» **WORK ITEM**
Can you continue the glossary of diversity, equity, and inclusion terms below past its final entry, adding more entries in the same term-and-definition format?

» **TEXT PROVIDED**
══════════════════════════════
Words have power. Using the correct terminology can eliminate (or at least greatly reduce) the instances of misunderstandings. We encourage employers to become familiar with the verbiage indexed below so that you can powerfully communicate the value of diversity equity and inclusion in your workplace, thereby building a Culture of Respect!
Ability | possessing the means or skill to something. Abilities are not permanent and can fluctuate throughout one’s life.
Ableism | prejudiced thoughts, discriminatory actions, and exclusion based on differences in ability, including differences in mental, cognitive, emotional, and/or physical abilities, stemming from a belief that disabled individuals are inferior to non-disabled individuals.
Accessibility | The extent to which a facility is readily approachable and usable by individuals with physical disabilities, such as self-opening doors, elevators for upper levels, or raised lettering on signs.
Advocate | an advocate is someone who speaks up for themselves and members of their identity group.
══════════════════════════════
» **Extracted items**

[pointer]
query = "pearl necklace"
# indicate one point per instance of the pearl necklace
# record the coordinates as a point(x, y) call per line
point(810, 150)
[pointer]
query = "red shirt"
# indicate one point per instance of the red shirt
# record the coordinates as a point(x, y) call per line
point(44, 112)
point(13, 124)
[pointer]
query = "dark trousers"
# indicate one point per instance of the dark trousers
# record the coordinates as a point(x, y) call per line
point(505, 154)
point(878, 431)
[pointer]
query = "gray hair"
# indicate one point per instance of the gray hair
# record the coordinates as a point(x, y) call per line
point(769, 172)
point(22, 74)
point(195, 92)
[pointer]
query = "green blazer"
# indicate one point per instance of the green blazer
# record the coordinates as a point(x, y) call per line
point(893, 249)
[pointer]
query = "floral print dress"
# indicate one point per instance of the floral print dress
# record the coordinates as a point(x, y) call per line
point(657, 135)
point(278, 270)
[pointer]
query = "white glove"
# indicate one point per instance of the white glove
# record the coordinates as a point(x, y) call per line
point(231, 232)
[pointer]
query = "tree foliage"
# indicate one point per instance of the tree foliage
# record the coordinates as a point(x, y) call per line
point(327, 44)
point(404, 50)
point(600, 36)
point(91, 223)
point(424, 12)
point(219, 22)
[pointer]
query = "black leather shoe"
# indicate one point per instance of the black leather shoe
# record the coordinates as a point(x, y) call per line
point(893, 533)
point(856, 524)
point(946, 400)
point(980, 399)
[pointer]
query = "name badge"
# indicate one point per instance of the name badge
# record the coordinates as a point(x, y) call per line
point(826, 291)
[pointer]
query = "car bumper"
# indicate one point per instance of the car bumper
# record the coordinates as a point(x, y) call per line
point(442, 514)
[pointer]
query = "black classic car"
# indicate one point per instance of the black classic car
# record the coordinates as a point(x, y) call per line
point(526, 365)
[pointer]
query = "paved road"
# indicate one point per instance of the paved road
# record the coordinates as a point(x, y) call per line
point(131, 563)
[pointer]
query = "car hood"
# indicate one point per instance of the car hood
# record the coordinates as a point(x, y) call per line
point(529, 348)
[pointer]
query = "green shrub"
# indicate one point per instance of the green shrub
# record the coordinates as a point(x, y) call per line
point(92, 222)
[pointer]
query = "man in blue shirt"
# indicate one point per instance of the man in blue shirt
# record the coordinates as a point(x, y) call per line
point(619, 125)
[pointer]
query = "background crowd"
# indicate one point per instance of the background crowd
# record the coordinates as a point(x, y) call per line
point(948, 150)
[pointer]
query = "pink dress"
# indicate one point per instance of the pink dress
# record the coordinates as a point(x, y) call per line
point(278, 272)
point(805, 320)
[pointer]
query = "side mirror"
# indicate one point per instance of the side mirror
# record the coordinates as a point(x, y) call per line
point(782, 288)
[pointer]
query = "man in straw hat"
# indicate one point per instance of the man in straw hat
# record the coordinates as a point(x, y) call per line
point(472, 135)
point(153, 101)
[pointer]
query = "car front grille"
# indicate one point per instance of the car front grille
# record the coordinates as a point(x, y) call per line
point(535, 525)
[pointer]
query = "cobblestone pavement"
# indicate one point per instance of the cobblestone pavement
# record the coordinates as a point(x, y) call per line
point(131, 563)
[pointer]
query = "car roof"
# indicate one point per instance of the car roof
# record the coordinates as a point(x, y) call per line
══════════════════════════════
» **RESPONSE TO THIS TASK**
Age-ism | prejudiced thoughts, discriminatory actions, and exclusion based on differences in age. Though usually thoughts of in terms of prejudice and discrimination against older persons, ageism can also impact other age groups, such as children or younger adults who are stereotyped as being unable to make complex decisions.
Ally | a person of one social identity group who stands up in support of members of another group. Allies are typically a member of an advantaged social group(s) who uses their social power to take a stand against injustice directed at targeted groups (For example, whites who speak out against racism, or men arguing for equal pay for women).
Androgynous | Identifying and/or presenting as neither distinguishably masculine nor feminine.
Bias (Conscious Bias/Explicit Bias) | the attitudes or beliefs we have about a group that we’re consciously aware of. Bias can present as prejudice, or an inclination or preference, especially one that interferes with impartial judgment. Much of the time, these biases and their expression arise as the direct result of a perceived threat. When people feel threatened, they are more likely to draw group boundaries to distinguish themselves from others.
Bisexual | a descriptor for a person who is emotionally, romantically or sexually attracted to more than one sex, gender or gender identity though not necessarily simultaneously, in the same way or to the same degree.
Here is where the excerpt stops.